## PROBLEM DETAILS
How many lines in the entries below contain the string "dark"? Case counts; reply with the number alone.
-- -- --
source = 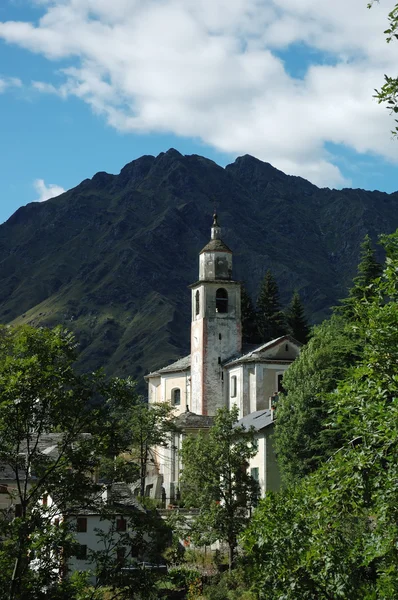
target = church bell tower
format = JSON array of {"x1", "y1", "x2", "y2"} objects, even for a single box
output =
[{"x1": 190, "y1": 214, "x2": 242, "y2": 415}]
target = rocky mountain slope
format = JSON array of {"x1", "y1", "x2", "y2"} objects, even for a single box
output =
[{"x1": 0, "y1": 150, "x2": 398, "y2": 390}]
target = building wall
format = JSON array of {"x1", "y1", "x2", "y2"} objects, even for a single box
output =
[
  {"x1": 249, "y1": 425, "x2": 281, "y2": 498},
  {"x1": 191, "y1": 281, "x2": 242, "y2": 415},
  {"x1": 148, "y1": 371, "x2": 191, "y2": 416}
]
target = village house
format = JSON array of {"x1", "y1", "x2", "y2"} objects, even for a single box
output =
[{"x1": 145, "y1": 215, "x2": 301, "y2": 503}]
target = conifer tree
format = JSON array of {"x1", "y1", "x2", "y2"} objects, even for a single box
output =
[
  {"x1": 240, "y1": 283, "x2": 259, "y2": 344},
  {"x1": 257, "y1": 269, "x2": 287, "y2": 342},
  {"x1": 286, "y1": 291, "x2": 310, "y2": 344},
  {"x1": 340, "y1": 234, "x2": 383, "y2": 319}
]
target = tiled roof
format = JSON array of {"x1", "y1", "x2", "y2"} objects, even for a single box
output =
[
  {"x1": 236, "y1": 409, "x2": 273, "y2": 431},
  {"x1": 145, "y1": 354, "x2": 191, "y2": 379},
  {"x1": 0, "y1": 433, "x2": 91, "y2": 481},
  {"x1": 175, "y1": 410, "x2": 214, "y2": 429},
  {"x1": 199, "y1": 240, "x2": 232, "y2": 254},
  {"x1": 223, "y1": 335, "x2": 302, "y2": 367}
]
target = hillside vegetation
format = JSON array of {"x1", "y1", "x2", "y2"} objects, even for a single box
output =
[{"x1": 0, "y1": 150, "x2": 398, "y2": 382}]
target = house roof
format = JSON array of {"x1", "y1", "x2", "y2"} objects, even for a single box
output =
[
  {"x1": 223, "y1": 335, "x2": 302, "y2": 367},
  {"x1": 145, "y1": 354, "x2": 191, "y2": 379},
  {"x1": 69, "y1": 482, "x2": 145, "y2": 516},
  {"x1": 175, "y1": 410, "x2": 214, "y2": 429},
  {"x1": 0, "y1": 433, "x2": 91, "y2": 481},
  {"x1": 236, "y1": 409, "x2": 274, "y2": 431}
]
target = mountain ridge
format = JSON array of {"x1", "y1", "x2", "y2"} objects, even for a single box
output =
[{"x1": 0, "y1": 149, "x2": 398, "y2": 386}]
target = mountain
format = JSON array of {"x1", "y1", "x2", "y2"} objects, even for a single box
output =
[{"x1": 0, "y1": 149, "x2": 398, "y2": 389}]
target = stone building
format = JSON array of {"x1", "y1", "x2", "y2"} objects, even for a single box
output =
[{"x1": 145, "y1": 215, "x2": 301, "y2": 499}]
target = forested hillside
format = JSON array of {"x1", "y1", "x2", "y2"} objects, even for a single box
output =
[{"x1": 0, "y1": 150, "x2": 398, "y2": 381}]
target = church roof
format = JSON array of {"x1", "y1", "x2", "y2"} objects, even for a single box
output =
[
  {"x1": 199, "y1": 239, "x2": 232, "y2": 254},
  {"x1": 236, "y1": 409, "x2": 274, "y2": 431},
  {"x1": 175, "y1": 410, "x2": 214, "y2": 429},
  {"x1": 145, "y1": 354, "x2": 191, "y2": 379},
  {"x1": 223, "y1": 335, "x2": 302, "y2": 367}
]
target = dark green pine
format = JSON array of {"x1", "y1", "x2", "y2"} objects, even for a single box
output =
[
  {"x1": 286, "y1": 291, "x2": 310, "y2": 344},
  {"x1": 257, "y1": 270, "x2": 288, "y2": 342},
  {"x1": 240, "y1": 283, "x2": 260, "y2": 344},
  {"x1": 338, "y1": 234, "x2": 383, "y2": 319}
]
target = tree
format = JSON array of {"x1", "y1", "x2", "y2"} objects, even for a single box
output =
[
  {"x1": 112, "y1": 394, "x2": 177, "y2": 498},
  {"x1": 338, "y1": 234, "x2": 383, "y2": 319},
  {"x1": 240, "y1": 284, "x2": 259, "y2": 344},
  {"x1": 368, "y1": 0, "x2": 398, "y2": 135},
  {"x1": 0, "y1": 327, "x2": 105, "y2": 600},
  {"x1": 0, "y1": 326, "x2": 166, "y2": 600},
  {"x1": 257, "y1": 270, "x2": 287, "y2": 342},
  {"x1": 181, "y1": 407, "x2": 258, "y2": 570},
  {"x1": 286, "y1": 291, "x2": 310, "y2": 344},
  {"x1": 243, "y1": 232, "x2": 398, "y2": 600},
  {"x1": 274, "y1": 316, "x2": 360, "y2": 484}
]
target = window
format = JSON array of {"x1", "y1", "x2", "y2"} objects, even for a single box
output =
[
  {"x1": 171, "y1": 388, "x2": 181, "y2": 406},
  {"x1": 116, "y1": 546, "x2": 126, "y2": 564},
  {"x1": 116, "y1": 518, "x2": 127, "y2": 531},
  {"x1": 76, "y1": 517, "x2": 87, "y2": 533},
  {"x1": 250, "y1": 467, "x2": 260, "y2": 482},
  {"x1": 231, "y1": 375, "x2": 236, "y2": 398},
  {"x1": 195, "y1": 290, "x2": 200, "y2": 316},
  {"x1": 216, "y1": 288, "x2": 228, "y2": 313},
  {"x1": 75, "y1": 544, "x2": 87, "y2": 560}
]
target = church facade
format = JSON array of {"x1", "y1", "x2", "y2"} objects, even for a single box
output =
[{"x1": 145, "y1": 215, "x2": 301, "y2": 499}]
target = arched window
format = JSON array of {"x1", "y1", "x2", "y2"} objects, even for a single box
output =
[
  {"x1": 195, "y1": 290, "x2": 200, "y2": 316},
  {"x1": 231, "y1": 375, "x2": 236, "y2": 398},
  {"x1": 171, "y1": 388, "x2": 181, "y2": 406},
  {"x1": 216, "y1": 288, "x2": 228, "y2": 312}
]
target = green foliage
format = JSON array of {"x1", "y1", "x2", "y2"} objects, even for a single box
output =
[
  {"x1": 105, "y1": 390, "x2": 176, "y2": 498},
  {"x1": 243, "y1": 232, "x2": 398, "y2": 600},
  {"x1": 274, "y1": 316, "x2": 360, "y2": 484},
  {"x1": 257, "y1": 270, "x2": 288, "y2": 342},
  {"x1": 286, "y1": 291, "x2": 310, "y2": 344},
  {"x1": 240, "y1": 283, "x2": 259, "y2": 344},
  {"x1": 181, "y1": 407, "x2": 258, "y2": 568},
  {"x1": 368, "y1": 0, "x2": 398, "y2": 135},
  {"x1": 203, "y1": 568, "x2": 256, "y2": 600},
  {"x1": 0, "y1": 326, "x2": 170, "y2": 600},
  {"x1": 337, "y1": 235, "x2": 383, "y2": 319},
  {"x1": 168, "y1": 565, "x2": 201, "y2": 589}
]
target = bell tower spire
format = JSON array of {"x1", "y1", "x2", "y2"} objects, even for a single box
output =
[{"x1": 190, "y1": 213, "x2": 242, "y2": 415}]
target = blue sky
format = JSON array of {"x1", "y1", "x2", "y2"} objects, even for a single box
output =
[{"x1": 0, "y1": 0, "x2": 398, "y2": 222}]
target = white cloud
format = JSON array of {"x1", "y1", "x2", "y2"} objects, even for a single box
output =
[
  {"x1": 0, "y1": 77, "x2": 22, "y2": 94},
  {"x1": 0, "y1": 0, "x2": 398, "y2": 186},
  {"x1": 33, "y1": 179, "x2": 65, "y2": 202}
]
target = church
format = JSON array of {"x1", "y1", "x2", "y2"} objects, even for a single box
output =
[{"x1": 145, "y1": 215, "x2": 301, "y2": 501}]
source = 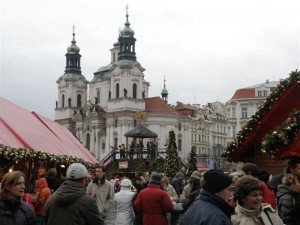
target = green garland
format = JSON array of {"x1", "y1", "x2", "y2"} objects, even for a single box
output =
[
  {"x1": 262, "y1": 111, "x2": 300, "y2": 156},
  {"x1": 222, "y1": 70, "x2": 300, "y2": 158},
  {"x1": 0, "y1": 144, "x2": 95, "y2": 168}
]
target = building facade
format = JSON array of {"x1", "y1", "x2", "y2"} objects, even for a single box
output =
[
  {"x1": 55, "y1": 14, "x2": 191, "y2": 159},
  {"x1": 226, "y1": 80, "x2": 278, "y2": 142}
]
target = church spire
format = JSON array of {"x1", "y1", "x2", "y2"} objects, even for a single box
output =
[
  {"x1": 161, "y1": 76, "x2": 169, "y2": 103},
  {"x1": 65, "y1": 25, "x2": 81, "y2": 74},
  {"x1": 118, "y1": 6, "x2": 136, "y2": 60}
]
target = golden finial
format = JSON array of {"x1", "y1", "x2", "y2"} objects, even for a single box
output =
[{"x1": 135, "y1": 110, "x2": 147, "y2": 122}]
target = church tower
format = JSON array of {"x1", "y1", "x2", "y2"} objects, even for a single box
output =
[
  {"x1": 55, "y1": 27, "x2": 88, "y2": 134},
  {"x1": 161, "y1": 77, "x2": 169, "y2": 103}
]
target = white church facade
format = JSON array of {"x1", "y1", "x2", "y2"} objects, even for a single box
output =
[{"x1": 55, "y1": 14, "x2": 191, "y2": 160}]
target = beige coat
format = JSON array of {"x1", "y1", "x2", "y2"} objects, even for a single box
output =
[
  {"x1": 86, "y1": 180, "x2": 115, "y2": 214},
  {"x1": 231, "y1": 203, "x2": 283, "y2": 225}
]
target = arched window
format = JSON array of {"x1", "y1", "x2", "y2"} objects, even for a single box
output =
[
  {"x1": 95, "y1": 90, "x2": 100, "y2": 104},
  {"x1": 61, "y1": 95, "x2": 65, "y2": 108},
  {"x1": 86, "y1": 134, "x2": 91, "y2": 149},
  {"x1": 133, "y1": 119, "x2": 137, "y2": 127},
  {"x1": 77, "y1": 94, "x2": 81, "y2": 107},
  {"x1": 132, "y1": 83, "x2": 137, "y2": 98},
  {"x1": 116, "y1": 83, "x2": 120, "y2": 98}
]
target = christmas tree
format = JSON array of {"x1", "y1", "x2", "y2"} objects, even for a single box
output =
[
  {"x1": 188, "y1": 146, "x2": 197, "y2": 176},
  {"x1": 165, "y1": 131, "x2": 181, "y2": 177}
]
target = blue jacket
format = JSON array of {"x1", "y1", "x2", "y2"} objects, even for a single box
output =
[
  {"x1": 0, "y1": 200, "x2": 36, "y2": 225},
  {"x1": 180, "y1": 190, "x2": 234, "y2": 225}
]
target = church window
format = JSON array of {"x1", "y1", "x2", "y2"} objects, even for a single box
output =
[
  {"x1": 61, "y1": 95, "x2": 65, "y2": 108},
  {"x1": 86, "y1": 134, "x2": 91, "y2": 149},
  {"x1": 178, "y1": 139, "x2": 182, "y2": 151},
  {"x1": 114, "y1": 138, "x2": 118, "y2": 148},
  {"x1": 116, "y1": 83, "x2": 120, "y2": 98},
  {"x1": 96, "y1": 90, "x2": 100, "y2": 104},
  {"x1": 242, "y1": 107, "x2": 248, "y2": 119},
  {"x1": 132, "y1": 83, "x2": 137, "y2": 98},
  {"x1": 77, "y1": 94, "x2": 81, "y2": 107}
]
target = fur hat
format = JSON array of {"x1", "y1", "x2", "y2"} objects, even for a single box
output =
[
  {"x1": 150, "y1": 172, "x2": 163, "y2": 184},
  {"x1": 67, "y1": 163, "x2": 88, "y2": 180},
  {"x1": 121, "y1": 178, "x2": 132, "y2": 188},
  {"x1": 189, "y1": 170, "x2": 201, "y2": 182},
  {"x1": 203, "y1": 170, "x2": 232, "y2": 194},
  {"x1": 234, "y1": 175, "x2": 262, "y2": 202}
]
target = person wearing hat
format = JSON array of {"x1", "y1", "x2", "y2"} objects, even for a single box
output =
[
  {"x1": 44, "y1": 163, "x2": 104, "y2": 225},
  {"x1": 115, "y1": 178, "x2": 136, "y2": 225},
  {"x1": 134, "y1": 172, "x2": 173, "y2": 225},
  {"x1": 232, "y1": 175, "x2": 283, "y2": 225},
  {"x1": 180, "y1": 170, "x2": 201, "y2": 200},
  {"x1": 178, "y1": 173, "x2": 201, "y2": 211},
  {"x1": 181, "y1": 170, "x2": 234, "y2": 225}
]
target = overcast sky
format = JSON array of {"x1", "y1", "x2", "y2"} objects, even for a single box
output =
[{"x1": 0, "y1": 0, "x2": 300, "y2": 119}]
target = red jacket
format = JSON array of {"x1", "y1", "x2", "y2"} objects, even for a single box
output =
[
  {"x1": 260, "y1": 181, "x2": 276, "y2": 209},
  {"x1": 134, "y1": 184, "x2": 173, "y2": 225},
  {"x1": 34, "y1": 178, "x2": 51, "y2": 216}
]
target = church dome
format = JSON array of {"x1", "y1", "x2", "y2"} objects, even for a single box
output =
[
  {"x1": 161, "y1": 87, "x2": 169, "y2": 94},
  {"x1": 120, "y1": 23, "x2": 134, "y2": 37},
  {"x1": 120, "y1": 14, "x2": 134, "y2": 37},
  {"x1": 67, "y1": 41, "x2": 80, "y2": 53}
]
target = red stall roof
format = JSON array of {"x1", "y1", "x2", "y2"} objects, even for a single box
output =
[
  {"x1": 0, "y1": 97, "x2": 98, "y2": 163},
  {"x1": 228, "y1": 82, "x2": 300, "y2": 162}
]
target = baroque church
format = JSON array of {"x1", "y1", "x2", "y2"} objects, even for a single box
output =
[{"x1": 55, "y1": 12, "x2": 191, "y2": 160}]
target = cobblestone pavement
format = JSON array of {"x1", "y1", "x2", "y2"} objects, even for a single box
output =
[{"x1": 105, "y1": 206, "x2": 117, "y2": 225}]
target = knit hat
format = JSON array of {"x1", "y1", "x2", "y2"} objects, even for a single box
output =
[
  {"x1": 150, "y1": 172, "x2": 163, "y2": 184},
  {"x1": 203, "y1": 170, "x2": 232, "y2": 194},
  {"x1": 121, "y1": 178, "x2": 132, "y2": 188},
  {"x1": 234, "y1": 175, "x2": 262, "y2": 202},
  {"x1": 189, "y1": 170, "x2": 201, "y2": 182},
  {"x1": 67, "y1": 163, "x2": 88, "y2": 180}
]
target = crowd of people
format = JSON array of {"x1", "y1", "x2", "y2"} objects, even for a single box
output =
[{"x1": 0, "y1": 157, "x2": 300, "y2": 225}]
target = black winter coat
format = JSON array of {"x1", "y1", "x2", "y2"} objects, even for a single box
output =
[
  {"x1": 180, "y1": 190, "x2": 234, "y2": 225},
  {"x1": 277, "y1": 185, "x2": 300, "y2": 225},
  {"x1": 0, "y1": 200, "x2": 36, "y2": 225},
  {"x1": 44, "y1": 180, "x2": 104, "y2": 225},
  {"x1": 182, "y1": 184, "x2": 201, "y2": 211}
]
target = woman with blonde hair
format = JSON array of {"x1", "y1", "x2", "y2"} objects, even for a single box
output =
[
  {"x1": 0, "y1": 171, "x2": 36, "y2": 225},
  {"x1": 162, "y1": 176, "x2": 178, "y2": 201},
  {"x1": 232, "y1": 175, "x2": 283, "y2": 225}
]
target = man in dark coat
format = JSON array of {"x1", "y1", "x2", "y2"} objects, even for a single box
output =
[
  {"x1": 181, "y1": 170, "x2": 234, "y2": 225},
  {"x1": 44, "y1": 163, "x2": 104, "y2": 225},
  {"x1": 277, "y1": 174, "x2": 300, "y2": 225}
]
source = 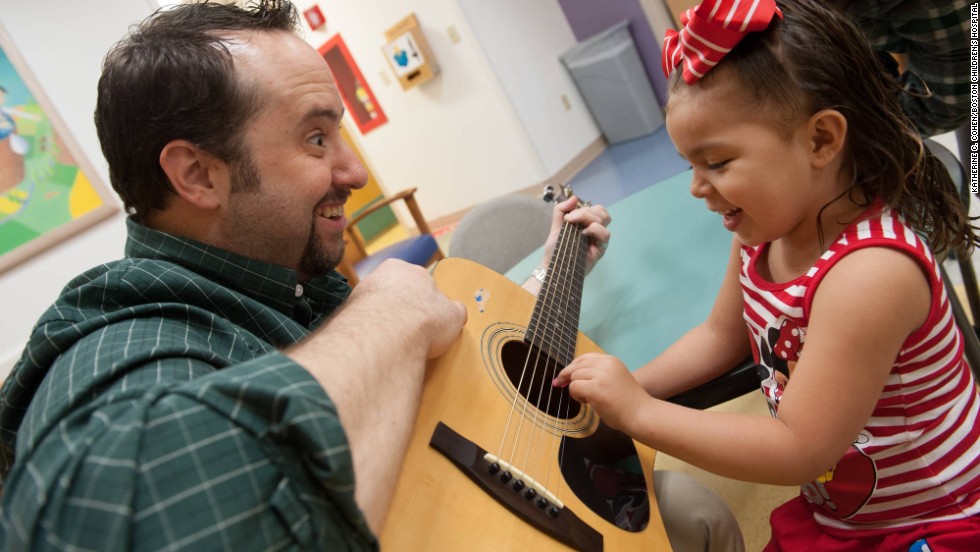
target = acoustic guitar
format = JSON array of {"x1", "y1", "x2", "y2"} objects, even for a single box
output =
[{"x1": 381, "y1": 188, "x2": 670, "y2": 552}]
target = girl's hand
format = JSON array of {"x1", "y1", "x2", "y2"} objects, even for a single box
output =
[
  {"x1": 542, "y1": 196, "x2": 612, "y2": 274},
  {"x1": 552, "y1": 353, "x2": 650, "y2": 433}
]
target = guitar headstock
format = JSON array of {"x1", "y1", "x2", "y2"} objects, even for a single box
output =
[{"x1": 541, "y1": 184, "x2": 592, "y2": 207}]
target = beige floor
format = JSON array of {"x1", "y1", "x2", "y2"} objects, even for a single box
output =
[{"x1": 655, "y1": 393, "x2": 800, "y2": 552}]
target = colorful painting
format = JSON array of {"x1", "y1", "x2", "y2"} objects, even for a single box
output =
-- -- --
## RESULT OF THE TASK
2